:: The tasks ::
1 - According to the baking blog, where is Dilettantes located?
2 - Duplicate the portion of the baking blog starting at "Friday, August 1, 2008" and ending at "splendid, seven-layer, half-a-dobostorte.".

:: Passage shown ::
════════════════════

Tuesday, August 26, 2008

Cake 6: Hazelnut

Last February, I had a chance to make several visits to Dilettantes, a chocolate shop and dessert restaurant on Capitol Hill in Seattle. At least once when I was there, I got what they called a Japonaise. Usually, Japonaise refers to layers of buttercream sandwiched between discs of meringue. However, their Japonaise included a nut cake and dacquoise (nut meringue) sandwiched with buttercream. That is the cake I tried to recreate or reinvent in this installment.



I was also influenced by the Julia Child-Martha Stewart wedding cake in (the marvelous) Baking with Julia. It’s a dense almond cake with a rum buttercream and almond dacquoise between the layers. I chose to make my cake with hazelnuts, because it is the most delicious nut, and the most beloved of my roommates. For the cake, I used another recipe from Baking With Julia, the Hazelnut Baby Loaves, making whatever odd ratio of the recipe that I determined would make one stout 8-inch layer. I think I added some extra hazelnuts, too.

For the dacquoise, I simply substituted hazelnuts for almonds in the wedding cake recipe. I made three egg whites worth since I was using three yolks in the frosting. The recipe says to bake the meringues for seven hours. As mine were somewhat smaller, I figured it wouldn’t take nearly that long. But I really should have baked them for longer. I like my meringues on step shy of completely dry, so that there’s a bit of a chewy exterior. But for the disc, I really wanted a totally light and crisp layer. That I did not get. I also had trouble getting the disc off the sheet (which probably would have been easier had I baked it more) since I don’t use parchment paper.

In the end, the fragmented and chewy layer seemed to just meld into the layers of buttercream on either side. It wasn’t exactly the fantasy of contrasting textures I had imagined, but it was just fine. The buttercream itself was perfect—a custard made from milk that had been boiled and steeped with hazelnuts combined with soft butter. I didn’t use the full amount of butter from the recipe (substituting hazelnuts for the pistachios here), but rather stopped when I got to the point where I thought it tasted right. I probably used about 2/3 of the specified amount (this tends to be how much I use for most recipes).

The hazelnut taste was strong in each aspect, but not overwhelming. This is definitely a cake I will try again, with a few changes. I might want to strain the milk for the frosting once the hazelnut flavor has steeped for a smoother frosting, and of course next time I’ll go for a crisper meringue.

Friday, August 1, 2008

Cake 5: Dobostorte

I’m a bit behind on my cake making, but should get back on track in the next week. We’re up to Cake Number 5—I’ve begun to make half cakes in order to ensure they’re all eaten before the next cake is baked. So here is my splendid, seven-layer, half-a-dobostorte.

Dobostorte was always a mythical cake to me; something my mother learned how to make from a woman who had had four heart attacks. But now seemed as good a time as any to give it a try. It’s seven layers of white cake sandwiched with a rich chocolate cream, and topped with a layer of caramel.

════════════════════

:: Given data ::
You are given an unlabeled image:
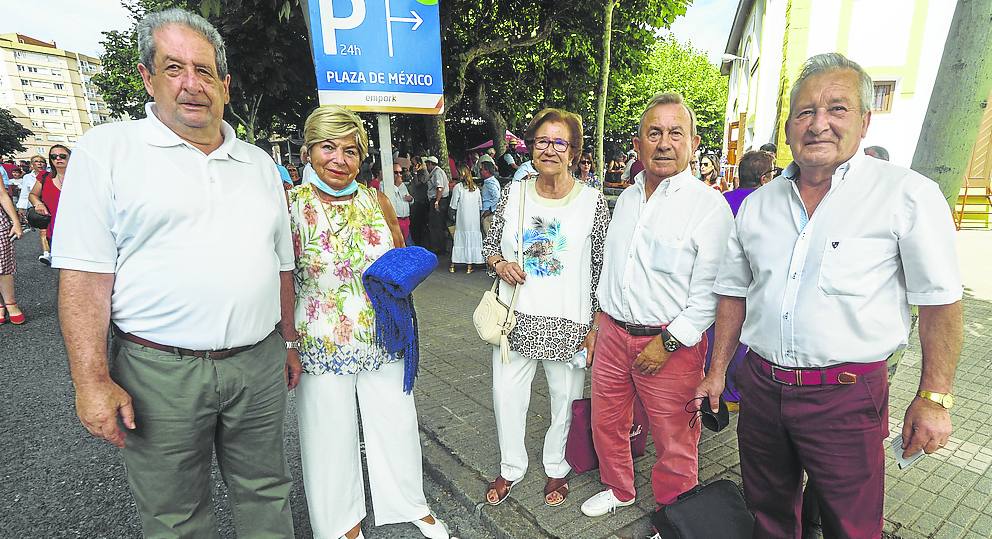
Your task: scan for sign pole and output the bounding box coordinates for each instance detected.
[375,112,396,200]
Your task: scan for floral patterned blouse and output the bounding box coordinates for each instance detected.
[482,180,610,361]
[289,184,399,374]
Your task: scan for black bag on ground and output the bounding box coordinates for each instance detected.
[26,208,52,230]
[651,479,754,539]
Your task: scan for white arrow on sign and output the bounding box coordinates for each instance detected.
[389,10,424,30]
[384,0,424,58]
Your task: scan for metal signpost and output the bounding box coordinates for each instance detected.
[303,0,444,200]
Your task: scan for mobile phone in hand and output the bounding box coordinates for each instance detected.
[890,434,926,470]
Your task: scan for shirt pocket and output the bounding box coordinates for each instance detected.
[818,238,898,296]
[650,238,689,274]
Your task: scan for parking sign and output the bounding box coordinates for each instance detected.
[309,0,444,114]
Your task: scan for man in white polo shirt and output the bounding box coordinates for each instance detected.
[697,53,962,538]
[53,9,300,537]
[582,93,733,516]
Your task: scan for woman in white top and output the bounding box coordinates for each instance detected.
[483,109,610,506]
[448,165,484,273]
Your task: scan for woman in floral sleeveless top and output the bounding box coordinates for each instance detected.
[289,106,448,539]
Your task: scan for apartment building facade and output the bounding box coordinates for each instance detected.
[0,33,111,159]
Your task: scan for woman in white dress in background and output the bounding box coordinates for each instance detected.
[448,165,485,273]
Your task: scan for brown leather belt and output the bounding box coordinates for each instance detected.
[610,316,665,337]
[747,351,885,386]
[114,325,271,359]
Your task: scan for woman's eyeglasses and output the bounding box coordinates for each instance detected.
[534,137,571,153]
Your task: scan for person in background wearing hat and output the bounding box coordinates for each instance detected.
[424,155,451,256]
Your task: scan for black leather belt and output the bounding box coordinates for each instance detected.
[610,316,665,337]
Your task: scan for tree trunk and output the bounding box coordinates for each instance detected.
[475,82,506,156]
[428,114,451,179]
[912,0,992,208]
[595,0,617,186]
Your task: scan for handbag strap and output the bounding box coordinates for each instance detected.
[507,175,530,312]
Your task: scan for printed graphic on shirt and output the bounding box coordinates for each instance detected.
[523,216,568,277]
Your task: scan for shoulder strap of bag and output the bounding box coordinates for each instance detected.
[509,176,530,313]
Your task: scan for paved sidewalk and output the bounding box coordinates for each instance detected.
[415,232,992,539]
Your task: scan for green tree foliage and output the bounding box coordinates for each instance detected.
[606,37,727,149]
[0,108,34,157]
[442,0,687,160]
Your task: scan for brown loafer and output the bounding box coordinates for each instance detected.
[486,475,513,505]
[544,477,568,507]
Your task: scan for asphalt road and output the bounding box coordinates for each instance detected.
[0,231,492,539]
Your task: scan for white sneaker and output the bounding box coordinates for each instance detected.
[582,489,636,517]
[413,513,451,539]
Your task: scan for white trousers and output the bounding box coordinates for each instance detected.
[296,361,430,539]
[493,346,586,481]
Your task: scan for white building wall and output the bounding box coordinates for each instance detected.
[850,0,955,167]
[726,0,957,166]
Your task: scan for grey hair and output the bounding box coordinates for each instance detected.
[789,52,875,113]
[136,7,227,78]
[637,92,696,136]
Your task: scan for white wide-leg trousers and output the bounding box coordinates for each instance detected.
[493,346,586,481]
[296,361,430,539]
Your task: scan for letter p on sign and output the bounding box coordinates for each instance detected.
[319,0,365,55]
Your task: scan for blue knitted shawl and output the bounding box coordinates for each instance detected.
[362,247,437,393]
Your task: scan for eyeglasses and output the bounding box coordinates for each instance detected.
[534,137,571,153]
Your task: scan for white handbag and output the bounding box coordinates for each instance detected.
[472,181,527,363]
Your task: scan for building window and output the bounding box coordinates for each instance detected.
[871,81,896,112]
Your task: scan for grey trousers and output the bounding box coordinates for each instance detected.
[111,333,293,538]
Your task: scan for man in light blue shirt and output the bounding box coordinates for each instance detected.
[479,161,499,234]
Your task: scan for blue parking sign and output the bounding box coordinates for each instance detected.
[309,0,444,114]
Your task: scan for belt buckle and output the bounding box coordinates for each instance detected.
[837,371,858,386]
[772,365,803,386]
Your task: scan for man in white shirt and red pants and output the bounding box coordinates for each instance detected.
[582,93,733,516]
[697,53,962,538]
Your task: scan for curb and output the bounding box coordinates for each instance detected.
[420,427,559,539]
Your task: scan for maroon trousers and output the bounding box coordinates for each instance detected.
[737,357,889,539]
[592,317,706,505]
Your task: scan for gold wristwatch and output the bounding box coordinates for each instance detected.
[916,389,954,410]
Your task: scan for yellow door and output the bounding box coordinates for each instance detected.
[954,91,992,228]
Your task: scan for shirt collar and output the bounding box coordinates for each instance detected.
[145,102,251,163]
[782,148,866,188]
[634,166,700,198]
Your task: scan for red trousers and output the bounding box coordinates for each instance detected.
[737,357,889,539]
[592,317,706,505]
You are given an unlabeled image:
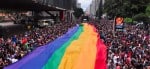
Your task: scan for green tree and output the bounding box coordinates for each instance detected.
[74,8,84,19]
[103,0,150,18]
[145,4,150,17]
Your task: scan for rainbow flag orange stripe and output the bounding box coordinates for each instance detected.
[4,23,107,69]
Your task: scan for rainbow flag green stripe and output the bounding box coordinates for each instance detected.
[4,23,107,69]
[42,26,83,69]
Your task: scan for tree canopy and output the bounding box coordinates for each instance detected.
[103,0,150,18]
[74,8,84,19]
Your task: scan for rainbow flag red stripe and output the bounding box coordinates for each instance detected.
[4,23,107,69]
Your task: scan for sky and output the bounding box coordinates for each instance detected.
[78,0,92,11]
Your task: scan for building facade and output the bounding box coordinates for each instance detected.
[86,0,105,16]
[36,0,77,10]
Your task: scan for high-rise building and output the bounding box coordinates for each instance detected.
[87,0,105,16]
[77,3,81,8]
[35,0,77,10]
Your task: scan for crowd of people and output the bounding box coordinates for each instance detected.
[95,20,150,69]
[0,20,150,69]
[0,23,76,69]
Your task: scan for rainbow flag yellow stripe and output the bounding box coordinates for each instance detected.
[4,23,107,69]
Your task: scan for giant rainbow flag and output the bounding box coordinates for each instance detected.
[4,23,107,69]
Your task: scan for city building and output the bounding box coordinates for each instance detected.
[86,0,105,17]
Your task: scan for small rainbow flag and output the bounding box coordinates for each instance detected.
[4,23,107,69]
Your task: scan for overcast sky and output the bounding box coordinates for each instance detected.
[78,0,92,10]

════════════════════

:: Solutions ::
1 - On Capitol Hill in Seattle.

2 -
Friday, August 1, 2008

Cake 5: Dobostorte

I’m a bit behind on my cake making, but should get back on track in the next week. We’re up to Cake Number 5—I’ve begun to make half cakes in order to ensure they’re all eaten before the next cake is baked. So here is my splendid, seven-layer, half-a-dobostorte.